> **Vorgegebener Text**:
★ ★ ★ ★ ★ ★ ★

# Schwimmteich



## Udo_Hendrian (6. Sep. 2007)

Hallo Teichfreunde,
ich wollte erstmal Hallo sagen. 
Ich bin bisher "nur" Zuschauer gewesen, möchte mich aber irgendwann einbringen, wenn ich irgendwann mal über entsprechende Erfahrungen verfüge....
Jetzt mal kurz über mich/uns:
wir sind eine kleine Familie (meine Lütte ist 7 Jahre alt) und dachten schon lange über den Bau eines Teiches nach. Aber alle Preisangaben in der Vergangenheit, die ich von verschiedenen GaLa-Bauern erhielt, ließen dieses Projekt nur in der Phantasie wachsen. Erst als mein Frauchen über den Katalog der Fa. naturagart stolperte und ich diese Preise sah, konnten wir mit der Planung beginnen.
Naja, wir haben etwas länger gebraucht... so ca 3 Jahre, bis wir diesen Sommer mit dem Bau beginnen konnten.
Ich habe die Bilder zum großen Teil hier http://www.teichgalerie.naturagart.de/index.php?cat=10054 auf´s Netz gestellt.
Momentan sieht es so aus:
   
Die Pflanzen fangen gerade an, Fuß zu fassen- die ersten __ Libellen kamen vorbei und durch Zufall habe ich eine bei der Eiablage beobachten können.
Fische werden wir nicht einsetzen, wir wollen den "freilaufenden" Tieren eine Heimat bieten (außer den __ Enten!!) Dabei sollen die Fische der Population von Amphibien etwas entgegen stehen....
Naja, schaen wir mal, was sich so entwickelt.
Momentan habe ich im Schwimmbereich eine Fläche von 200m² (20x10m), der Filtergraben hat ca. 50m² (3m Breite und 16m Länge) und die Gräben zum Bepflanzen rundherum auch nochmal so ungefähr 30m².
Wir haben 150m³ Wasser von den Wasserwerken a 1,5€ bezogen. Wasserhäte liegt bei und bei 10,3°dH; PH 8,2. Dazu kam durch die vielen Regenfälle noch eine Menge Regenwassers.... Ich denke aber, daß ich mit dem Wasser eine ganz gute Pufferfähigkeit habe. Nächstes Jahr werde ich trotzdem mit dem Teichwasser den Garten wässern und neues einfließen lassen....
Naja, momentan wird der Teich immer klarer.
Am WE werde ich mich dem Pflastern um den Teich widmen.....
Ich sehe aber schon die Zeiten, an dem ich faul um den Teich sitzen werde und das alles genießen werde!!!
Unsere Lütte will ja jetzt schon immer in den Teich- egal was für Temperaturen vorherrschen.... Kinder eben.
So, das war´s erst einmal.

LG
die Hendrians


----------



## Patricia (7. Sep. 2007)

*AW: Schwimmteich*

Hallo Udo,

ich denke, der Schwimmteich wird super, wenn die kleineren Arbeiten erledigt  und die Pflanzen eingewachsen sind.

★ ★ ★ ★ ★ ★ ★

> **Datenauszüge**:

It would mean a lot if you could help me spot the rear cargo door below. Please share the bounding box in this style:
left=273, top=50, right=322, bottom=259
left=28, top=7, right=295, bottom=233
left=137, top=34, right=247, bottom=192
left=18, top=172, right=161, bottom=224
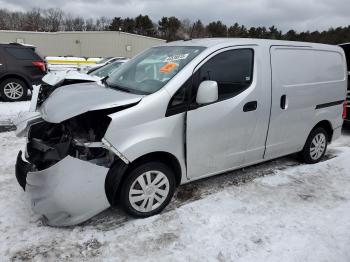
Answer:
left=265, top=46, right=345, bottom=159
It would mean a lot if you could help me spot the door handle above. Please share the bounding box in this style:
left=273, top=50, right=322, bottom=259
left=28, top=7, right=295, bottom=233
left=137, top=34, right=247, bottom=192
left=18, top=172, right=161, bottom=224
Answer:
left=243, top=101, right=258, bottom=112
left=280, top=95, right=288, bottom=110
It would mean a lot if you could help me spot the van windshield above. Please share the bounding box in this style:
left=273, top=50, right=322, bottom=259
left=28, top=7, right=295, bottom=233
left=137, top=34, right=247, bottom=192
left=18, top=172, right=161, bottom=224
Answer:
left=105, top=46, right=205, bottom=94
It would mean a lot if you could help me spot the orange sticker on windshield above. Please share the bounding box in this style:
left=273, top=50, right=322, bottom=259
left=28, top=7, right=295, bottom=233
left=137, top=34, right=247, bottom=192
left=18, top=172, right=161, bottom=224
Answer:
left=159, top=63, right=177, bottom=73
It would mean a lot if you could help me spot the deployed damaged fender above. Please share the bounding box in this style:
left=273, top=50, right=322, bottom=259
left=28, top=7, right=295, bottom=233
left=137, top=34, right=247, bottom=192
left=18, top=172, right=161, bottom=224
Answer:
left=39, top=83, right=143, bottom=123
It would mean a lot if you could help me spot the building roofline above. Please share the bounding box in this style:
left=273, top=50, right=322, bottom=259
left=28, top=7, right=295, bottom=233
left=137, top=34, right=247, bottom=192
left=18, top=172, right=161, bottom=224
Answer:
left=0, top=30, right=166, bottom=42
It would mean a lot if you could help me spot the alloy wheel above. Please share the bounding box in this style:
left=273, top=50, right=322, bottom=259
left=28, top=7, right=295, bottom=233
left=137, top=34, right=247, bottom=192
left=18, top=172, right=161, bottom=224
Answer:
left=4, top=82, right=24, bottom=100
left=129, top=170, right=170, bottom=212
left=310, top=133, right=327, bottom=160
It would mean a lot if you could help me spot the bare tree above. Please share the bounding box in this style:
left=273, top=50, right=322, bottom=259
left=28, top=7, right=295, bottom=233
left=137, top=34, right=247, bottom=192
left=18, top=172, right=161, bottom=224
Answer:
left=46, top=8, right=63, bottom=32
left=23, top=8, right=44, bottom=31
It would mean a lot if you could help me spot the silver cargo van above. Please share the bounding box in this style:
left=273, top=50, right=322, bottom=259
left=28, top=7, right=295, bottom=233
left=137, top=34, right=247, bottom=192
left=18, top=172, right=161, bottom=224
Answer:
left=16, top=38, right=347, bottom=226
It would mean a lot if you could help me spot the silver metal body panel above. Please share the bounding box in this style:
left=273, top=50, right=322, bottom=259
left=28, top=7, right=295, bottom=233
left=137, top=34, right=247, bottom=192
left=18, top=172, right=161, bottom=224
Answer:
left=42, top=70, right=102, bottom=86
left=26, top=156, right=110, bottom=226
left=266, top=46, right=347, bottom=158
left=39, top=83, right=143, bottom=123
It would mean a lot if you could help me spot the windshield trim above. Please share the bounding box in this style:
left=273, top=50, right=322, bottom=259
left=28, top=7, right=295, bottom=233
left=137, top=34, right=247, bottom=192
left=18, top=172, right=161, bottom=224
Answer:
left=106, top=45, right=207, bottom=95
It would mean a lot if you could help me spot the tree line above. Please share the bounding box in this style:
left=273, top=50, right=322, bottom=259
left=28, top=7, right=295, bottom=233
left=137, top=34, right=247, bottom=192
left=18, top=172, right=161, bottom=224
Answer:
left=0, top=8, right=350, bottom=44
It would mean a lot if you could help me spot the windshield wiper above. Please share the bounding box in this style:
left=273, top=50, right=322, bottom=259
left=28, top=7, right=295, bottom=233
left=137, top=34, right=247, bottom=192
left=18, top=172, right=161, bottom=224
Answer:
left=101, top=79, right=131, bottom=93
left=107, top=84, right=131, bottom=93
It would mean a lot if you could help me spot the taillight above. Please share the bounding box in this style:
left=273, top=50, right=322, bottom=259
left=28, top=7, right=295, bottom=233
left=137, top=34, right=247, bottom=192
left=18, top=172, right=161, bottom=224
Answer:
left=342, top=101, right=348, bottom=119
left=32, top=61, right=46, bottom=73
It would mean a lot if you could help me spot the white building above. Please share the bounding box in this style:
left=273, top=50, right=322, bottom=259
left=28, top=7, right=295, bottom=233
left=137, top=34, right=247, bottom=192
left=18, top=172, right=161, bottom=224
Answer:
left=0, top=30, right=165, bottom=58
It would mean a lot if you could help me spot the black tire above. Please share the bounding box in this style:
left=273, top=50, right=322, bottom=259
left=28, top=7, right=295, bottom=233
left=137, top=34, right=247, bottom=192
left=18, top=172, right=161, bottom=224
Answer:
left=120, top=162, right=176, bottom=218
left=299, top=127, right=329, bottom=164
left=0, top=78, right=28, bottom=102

★ ★ ★ ★ ★ ★ ★

> **Deine Aufgabe**: Nenne die Fläche des Schwimmbereichs, die im Forumsbeitrag über den Schwimmteich angegeben wird.

> **Lösung**: Der Schwimmbereich hat eine Fläche von 200 m² (20 x 10 m).